## Record set:
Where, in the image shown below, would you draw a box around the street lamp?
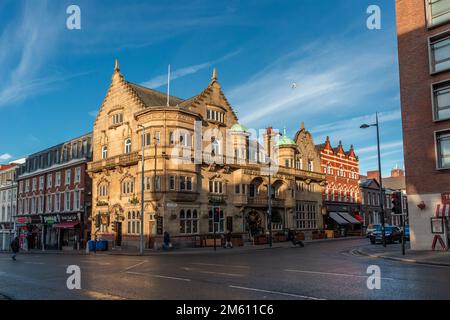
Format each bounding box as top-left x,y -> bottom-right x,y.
360,112 -> 386,247
138,124 -> 145,256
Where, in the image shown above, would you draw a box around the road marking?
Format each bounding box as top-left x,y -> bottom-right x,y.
84,290 -> 125,300
284,269 -> 394,280
125,261 -> 146,271
181,267 -> 244,277
228,285 -> 326,300
191,262 -> 250,269
125,271 -> 191,282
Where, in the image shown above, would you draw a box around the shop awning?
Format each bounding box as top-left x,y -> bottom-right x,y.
330,212 -> 350,225
436,204 -> 450,218
53,221 -> 80,229
338,212 -> 361,224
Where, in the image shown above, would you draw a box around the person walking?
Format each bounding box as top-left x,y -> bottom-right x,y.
225,230 -> 233,249
11,237 -> 20,261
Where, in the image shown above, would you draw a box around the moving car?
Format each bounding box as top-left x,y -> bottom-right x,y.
369,225 -> 402,244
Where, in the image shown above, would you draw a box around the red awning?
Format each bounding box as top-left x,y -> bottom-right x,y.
53,221 -> 80,229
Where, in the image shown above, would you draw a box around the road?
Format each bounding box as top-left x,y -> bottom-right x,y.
0,239 -> 450,300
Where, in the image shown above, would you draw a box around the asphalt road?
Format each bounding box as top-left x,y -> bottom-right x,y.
0,239 -> 450,300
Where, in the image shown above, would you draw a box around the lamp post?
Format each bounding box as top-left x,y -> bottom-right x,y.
360,112 -> 386,247
138,124 -> 145,256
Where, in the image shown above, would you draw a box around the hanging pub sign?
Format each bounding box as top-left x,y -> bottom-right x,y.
441,192 -> 450,204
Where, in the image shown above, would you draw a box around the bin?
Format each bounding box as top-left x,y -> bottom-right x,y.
96,240 -> 108,251
88,240 -> 95,251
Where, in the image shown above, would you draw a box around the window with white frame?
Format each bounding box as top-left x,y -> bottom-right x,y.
47,173 -> 53,189
436,131 -> 450,169
430,31 -> 450,73
55,172 -> 61,187
425,0 -> 450,27
432,81 -> 450,120
64,169 -> 72,186
122,179 -> 134,195
75,167 -> 81,183
180,176 -> 192,191
127,211 -> 141,235
295,201 -> 317,229
209,180 -> 223,194
102,146 -> 108,159
180,209 -> 198,234
208,208 -> 225,233
98,182 -> 108,197
124,138 -> 131,153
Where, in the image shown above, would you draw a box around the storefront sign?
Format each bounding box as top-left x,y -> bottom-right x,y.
441,192 -> 450,204
431,218 -> 444,234
59,214 -> 78,222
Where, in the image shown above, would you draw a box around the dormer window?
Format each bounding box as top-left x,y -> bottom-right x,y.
206,109 -> 225,123
111,113 -> 123,125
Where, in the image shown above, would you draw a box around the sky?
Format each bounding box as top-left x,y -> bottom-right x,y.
0,0 -> 403,176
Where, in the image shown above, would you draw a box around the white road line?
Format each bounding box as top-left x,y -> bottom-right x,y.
126,271 -> 191,282
228,285 -> 326,300
191,262 -> 250,269
84,290 -> 125,300
125,261 -> 146,271
181,267 -> 244,277
284,269 -> 394,280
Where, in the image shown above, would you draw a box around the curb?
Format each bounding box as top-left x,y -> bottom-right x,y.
356,250 -> 450,267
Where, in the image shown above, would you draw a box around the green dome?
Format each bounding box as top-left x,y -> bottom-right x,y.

## To be done:
Rewrite every line, starting with the one that contains "around the sky?" and going on through the last line above, and include the lines that carry no coordinates. Shift each bounding-box coordinate by adding -122 to it, and leave all other wording unchanged.

## Complete answer:
Where, in the image shown above, would you draw a box around the sky?
Format each bounding box as top-left x,y -> bottom-right x,y.
-122,-122 -> 281,54
Where, in the image shown above, would you draw a box around the white road line?
Format each bounding box as top-left x,y -> bottom-right x,y.
4,149 -> 69,160
106,163 -> 204,178
69,140 -> 128,147
-38,168 -> 3,178
3,139 -> 24,149
59,145 -> 122,155
162,147 -> 272,158
Where, in the image shown above, would you draw a box around the curb?
Format each bounding box as top-left x,y -> bottom-right x,y.
234,128 -> 328,145
Where, in the image shown above, would you draw a box around the green dome?
Format each bounding box as top-left x,y -> bottom-right x,y.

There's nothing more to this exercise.